(Information shown):

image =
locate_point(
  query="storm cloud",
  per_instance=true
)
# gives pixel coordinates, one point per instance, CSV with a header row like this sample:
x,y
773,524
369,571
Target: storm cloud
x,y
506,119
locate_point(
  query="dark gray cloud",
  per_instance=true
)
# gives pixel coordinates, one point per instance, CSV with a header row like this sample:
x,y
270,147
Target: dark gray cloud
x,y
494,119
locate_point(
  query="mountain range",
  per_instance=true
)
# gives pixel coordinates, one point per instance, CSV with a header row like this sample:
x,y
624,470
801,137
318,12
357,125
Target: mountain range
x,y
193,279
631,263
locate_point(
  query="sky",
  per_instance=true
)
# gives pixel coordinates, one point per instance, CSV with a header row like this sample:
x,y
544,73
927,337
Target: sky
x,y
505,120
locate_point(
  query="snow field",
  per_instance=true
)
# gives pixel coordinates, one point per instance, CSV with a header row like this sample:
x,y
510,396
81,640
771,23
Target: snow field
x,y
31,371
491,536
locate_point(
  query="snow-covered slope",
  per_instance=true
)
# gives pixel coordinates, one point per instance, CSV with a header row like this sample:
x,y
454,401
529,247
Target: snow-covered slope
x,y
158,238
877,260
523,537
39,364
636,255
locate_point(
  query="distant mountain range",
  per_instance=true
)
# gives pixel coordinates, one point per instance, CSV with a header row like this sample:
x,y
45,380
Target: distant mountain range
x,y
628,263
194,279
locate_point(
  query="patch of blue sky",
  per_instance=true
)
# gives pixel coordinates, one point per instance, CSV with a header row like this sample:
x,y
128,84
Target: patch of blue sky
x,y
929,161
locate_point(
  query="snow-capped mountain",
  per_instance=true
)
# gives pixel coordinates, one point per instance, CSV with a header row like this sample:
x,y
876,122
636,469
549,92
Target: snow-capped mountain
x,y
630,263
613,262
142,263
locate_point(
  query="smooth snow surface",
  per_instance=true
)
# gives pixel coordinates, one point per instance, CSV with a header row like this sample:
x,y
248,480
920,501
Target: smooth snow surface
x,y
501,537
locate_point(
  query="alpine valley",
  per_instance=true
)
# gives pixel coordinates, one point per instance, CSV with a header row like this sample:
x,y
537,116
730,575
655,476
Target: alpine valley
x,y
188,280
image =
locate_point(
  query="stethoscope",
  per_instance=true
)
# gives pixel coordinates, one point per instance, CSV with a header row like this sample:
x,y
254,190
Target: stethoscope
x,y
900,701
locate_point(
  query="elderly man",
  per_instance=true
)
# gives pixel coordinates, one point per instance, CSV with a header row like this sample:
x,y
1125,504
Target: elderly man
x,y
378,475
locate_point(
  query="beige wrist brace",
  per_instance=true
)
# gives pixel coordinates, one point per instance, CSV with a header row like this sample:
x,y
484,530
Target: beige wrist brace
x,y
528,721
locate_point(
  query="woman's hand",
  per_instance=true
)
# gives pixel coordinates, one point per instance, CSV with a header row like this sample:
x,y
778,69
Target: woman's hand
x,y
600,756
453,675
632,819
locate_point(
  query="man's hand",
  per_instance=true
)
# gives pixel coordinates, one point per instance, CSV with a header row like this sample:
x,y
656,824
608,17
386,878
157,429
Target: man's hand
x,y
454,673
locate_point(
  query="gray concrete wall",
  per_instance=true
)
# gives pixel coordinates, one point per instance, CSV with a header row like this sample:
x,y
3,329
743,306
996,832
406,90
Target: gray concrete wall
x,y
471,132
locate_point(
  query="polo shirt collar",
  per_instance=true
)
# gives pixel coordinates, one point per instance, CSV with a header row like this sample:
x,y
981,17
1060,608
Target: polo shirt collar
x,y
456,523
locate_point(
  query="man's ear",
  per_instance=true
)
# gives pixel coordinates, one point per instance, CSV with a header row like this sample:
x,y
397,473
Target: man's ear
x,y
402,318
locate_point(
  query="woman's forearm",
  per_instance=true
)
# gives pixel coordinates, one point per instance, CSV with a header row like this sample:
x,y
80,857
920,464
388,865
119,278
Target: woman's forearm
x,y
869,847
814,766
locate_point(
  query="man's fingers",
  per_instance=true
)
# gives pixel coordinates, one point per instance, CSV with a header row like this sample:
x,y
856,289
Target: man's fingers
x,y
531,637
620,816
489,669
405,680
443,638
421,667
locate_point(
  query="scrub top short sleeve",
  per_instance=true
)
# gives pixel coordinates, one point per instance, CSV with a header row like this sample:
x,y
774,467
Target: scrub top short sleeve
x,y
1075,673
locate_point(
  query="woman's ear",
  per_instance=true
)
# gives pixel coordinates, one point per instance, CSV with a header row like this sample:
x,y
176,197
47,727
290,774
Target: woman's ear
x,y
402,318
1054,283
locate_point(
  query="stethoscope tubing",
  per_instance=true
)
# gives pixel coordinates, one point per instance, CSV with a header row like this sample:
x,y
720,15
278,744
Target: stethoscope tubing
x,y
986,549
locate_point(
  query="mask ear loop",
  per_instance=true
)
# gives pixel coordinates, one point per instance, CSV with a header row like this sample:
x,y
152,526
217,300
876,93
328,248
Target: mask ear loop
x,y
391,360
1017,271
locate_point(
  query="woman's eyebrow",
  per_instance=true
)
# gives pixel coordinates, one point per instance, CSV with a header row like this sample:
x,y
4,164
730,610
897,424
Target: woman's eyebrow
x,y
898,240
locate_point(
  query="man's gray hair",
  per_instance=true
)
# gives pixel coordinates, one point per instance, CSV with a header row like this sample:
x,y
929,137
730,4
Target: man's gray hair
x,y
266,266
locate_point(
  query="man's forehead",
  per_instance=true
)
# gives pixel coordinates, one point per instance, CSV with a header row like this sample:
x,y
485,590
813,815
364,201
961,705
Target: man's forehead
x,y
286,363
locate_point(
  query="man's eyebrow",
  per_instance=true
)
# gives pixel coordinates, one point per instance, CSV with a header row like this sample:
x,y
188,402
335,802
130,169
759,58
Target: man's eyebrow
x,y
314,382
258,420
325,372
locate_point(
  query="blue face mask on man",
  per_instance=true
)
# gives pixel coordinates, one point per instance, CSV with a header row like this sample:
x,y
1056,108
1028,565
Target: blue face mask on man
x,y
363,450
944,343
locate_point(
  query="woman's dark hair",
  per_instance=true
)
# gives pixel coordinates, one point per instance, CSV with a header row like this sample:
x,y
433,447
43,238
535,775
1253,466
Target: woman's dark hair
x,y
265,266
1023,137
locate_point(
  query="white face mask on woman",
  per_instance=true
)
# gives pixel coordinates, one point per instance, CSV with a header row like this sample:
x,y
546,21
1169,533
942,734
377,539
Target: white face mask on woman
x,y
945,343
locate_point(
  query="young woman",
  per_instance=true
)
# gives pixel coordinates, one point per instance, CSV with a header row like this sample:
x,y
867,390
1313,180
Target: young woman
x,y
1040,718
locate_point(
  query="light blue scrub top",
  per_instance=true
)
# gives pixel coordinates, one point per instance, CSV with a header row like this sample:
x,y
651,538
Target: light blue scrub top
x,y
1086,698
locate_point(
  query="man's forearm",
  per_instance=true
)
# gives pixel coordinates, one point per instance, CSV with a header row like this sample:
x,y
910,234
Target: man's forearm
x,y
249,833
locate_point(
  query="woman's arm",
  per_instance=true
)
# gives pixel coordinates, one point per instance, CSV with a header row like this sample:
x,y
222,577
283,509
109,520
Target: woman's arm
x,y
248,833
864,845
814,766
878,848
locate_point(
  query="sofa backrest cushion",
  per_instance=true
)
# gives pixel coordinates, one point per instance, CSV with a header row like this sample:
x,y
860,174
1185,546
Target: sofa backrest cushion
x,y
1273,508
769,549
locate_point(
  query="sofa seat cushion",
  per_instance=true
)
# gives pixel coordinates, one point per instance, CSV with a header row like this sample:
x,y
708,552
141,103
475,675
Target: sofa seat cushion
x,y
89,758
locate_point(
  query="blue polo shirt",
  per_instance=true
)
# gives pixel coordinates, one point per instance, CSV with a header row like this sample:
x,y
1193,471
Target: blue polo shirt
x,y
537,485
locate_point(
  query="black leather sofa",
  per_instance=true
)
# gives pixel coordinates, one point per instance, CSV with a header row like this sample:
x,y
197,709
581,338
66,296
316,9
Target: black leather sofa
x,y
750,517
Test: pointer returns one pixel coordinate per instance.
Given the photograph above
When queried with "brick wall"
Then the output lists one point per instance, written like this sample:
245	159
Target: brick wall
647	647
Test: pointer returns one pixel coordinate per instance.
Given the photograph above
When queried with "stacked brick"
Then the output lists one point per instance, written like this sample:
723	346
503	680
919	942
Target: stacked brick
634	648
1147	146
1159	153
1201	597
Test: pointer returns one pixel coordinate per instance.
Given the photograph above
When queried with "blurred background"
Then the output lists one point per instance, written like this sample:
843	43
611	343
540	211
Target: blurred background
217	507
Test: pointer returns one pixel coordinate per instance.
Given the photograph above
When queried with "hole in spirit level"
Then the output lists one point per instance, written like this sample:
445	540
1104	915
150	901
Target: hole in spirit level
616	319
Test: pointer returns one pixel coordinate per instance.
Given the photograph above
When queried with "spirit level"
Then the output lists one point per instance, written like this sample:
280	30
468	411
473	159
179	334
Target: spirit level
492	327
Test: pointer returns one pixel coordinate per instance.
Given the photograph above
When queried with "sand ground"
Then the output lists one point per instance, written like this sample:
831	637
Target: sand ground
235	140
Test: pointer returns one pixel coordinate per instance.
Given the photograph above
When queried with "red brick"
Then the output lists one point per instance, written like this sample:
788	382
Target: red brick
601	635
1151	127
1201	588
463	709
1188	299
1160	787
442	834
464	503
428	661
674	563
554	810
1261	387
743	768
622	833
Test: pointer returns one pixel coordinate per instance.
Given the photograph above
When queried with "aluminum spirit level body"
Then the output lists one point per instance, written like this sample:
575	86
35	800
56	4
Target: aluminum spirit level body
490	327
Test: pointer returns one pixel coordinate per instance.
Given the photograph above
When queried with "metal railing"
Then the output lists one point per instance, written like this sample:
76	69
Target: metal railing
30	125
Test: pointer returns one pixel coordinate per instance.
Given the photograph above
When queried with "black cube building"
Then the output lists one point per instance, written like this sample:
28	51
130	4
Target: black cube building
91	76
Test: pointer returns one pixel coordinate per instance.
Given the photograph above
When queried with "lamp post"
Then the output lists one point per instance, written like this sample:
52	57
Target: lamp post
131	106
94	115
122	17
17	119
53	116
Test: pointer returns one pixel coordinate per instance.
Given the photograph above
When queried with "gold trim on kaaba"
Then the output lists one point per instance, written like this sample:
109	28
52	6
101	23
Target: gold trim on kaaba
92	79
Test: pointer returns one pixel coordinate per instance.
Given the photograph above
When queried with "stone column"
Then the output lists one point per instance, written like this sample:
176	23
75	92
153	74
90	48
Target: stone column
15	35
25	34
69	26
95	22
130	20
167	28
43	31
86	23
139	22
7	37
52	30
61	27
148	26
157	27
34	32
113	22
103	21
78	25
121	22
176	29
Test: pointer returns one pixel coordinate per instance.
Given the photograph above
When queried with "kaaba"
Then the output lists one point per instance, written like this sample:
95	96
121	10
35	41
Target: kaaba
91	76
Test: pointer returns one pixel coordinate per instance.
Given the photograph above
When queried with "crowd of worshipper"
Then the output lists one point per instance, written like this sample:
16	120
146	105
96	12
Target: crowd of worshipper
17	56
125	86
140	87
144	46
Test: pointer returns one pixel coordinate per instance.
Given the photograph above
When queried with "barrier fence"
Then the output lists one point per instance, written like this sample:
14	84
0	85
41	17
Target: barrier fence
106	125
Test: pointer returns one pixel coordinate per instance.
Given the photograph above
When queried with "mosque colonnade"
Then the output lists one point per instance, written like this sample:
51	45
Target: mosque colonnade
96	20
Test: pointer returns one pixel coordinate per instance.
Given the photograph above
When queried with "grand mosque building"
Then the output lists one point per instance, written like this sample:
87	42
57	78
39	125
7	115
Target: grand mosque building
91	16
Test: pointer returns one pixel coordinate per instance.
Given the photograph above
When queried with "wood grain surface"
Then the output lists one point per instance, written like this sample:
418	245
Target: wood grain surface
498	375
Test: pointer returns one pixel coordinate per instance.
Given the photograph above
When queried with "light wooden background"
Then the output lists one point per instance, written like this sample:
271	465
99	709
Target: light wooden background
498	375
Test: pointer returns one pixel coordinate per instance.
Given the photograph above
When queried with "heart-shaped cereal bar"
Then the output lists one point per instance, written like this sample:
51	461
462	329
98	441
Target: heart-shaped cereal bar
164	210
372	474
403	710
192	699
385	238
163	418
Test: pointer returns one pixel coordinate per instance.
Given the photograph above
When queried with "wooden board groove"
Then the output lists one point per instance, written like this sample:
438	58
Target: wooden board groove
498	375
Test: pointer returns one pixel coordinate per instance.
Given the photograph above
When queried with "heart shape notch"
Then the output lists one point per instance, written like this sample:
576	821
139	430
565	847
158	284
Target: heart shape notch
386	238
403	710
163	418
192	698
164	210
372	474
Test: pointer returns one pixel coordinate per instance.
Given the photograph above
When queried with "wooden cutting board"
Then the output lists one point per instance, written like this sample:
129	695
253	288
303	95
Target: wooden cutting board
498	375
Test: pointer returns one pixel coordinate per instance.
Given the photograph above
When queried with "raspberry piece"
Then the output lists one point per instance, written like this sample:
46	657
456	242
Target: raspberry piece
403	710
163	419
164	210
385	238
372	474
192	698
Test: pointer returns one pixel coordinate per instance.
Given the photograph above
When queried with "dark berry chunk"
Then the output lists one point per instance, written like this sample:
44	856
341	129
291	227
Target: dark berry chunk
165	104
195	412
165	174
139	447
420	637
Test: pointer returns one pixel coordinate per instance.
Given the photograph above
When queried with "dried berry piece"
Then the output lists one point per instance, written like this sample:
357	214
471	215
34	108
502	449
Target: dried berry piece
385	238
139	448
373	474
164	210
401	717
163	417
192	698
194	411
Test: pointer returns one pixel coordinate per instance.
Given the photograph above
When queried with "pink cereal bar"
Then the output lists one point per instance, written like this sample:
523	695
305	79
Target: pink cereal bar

(Stated problem): State how many lines of the rows above contain the string "dried", and give only that number.

(Result below): 2